# Work to do
Rewrite the material as a numbered list, beginning at the line that has "Where can you spot the walrus eye" and stopping after the line that has "pixel 560 149". Include both of those lines, leave out any blank lines, and add nothing outside that range.

Start Supplied material

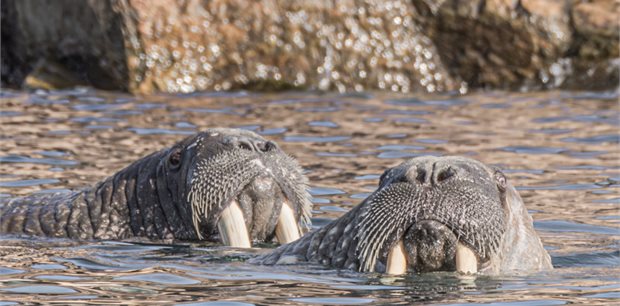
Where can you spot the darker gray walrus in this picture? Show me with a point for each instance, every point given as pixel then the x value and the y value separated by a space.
pixel 428 214
pixel 223 185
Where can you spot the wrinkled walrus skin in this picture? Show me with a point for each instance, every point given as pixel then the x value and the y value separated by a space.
pixel 428 214
pixel 177 193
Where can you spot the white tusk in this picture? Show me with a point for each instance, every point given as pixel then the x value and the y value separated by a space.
pixel 231 227
pixel 286 229
pixel 397 260
pixel 466 261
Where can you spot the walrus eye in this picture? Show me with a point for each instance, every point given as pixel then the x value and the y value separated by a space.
pixel 175 158
pixel 501 180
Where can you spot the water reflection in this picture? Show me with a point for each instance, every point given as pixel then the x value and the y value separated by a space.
pixel 559 148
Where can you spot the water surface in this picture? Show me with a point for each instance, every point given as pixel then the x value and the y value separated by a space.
pixel 561 150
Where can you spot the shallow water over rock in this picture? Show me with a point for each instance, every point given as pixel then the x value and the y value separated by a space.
pixel 560 149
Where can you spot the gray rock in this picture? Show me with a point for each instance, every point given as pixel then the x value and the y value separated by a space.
pixel 184 46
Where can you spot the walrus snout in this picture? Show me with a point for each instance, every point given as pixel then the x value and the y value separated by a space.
pixel 430 246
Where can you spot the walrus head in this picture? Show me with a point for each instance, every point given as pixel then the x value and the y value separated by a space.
pixel 428 214
pixel 239 187
pixel 434 214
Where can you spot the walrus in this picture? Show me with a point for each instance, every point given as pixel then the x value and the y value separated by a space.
pixel 428 214
pixel 225 185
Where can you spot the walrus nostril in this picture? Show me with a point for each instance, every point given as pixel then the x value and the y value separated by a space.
pixel 445 174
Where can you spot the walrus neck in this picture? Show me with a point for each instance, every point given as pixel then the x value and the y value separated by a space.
pixel 135 202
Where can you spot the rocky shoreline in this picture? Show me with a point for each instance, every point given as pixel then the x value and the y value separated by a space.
pixel 184 46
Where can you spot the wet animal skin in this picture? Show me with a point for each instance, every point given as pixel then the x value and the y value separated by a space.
pixel 428 214
pixel 225 185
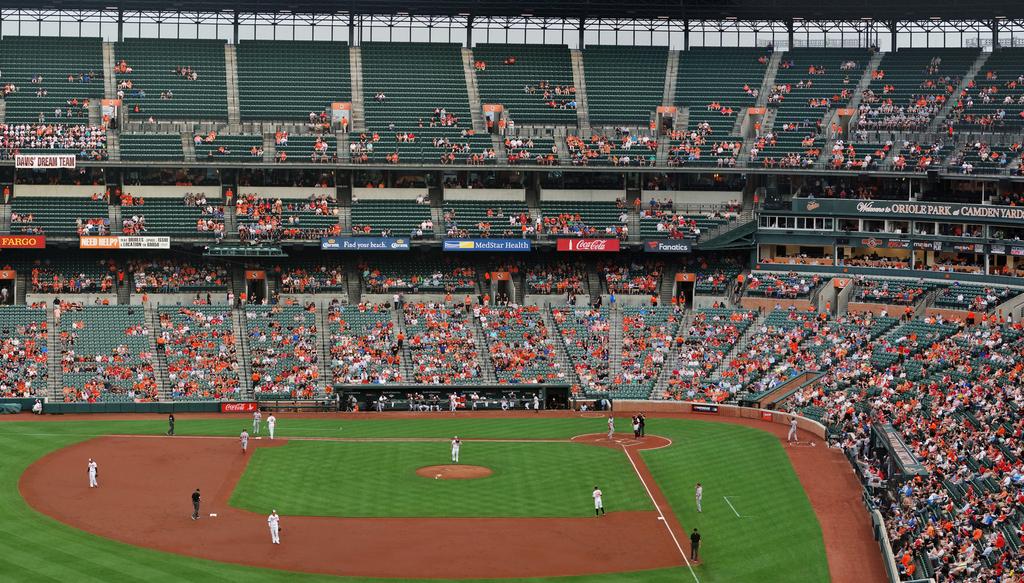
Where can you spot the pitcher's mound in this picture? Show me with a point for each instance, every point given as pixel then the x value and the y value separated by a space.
pixel 454 471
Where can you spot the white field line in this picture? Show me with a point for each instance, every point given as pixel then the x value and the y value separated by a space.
pixel 731 506
pixel 662 516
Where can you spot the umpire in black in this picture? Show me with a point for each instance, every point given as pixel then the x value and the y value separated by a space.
pixel 196 499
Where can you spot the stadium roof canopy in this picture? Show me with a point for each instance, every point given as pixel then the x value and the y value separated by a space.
pixel 678 9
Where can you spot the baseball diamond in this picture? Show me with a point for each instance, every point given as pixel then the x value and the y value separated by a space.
pixel 535 292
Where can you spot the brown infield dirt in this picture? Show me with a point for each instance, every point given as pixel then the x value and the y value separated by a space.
pixel 146 482
pixel 454 471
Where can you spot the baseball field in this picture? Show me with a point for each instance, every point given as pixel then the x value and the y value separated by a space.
pixel 354 506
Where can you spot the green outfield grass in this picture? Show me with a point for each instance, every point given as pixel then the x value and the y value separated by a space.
pixel 380 480
pixel 779 541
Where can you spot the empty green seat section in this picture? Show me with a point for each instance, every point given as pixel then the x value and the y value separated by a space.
pixel 909 76
pixel 303 149
pixel 55 215
pixel 416 78
pixel 236 149
pixel 154 65
pixel 717 76
pixel 151 147
pixel 71 69
pixel 625 84
pixel 819 80
pixel 105 355
pixel 468 219
pixel 288 80
pixel 518 85
pixel 1003 66
pixel 400 217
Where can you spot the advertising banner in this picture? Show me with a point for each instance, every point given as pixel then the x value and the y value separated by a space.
pixel 242 407
pixel 498 245
pixel 364 244
pixel 124 242
pixel 59 161
pixel 598 245
pixel 23 242
pixel 667 247
pixel 908 209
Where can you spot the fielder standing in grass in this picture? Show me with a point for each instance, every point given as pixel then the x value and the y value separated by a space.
pixel 273 521
pixel 598 503
pixel 456 446
pixel 196 500
pixel 93 473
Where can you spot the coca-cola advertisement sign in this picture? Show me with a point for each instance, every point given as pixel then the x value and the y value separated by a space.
pixel 244 407
pixel 588 245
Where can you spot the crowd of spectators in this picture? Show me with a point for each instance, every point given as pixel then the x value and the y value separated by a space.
pixel 441 342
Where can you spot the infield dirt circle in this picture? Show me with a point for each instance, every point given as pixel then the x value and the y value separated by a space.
pixel 454 471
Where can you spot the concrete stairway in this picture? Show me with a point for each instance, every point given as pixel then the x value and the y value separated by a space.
pixel 671 78
pixel 110 84
pixel 355 69
pixel 951 99
pixel 159 357
pixel 614 341
pixel 483 354
pixel 580 82
pixel 244 359
pixel 475 109
pixel 54 378
pixel 113 146
pixel 562 356
pixel 231 74
pixel 187 148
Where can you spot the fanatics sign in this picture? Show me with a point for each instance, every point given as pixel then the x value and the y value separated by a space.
pixel 598 245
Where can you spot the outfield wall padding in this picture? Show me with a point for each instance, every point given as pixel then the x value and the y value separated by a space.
pixel 766 415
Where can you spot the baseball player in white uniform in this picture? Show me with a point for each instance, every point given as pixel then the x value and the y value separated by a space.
pixel 273 521
pixel 598 504
pixel 456 446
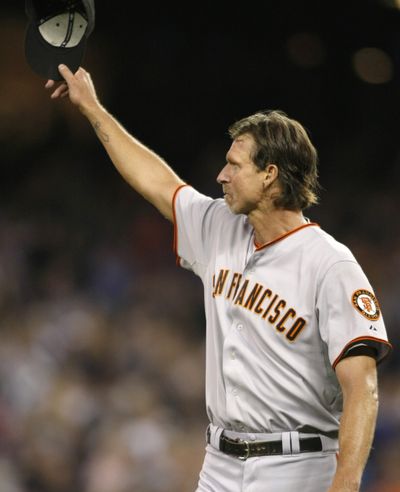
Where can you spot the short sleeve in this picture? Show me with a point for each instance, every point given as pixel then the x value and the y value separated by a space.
pixel 196 222
pixel 349 312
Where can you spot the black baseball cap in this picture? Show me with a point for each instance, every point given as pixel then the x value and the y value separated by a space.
pixel 57 33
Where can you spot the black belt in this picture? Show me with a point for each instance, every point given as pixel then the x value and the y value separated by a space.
pixel 244 449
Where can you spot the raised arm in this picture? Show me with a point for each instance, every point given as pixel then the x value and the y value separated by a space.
pixel 358 379
pixel 142 168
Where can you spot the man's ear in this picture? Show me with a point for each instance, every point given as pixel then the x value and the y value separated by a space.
pixel 271 174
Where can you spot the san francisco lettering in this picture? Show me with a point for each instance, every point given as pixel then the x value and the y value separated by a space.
pixel 260 300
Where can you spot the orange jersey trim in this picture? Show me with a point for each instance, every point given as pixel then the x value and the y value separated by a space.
pixel 175 241
pixel 360 339
pixel 285 235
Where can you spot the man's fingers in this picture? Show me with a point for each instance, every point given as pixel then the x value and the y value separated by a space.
pixel 60 90
pixel 65 72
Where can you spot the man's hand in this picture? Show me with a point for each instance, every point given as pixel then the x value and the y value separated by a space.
pixel 79 87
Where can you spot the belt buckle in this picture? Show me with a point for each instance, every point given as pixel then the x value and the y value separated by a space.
pixel 247 453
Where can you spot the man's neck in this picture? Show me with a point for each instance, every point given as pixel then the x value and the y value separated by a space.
pixel 270 225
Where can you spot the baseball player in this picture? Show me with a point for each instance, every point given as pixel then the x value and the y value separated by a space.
pixel 294 329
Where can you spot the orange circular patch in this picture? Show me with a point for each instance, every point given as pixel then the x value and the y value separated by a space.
pixel 367 304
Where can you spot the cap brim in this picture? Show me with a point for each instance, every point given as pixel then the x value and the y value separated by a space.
pixel 45 58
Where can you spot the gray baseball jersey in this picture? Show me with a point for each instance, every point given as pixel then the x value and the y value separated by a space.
pixel 279 318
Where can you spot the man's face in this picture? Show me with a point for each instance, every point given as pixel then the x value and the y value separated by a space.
pixel 241 179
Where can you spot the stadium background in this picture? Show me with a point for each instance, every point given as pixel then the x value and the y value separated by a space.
pixel 101 335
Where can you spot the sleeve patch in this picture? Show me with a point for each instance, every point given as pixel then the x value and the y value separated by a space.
pixel 366 304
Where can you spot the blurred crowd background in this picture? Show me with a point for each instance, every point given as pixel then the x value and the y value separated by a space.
pixel 101 334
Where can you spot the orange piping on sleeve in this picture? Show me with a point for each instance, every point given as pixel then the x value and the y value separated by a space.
pixel 360 339
pixel 175 242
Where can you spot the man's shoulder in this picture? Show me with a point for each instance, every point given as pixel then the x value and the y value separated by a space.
pixel 326 245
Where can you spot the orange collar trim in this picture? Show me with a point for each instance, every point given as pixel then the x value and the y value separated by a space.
pixel 285 235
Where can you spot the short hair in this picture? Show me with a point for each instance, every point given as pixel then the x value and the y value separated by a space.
pixel 284 142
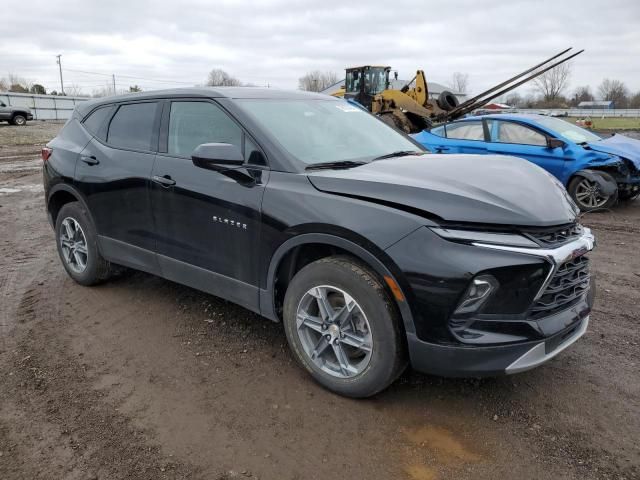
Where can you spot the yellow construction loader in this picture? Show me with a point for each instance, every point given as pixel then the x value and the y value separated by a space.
pixel 410 109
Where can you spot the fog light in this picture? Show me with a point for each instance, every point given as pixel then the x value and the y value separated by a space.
pixel 477 294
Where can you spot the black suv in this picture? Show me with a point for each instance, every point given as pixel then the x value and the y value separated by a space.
pixel 310 211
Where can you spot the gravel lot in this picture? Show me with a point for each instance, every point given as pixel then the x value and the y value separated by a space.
pixel 141 378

End Supplied material

# Response for this exercise
1. Where can you spot the walrus eye in this picture? Show me with a point for each instance, every point given as pixel then the x value and the y value separated by a space.
2. pixel 175 158
3. pixel 501 180
4. Where can you spot the water reflection in this picture? Show me with a point for each instance, every point given as pixel then the x value and the y value separated by a space.
5. pixel 559 148
6. Where can you spot the water surface in this picture? Show me with a point for each instance, every point given as pixel then the x value and the y value separated by a space.
7. pixel 561 150
8. Where can you spot the shallow water over rock in this picture? Show me with a point for each instance, every point given as pixel then the x value and the y value separated by a space.
9. pixel 560 149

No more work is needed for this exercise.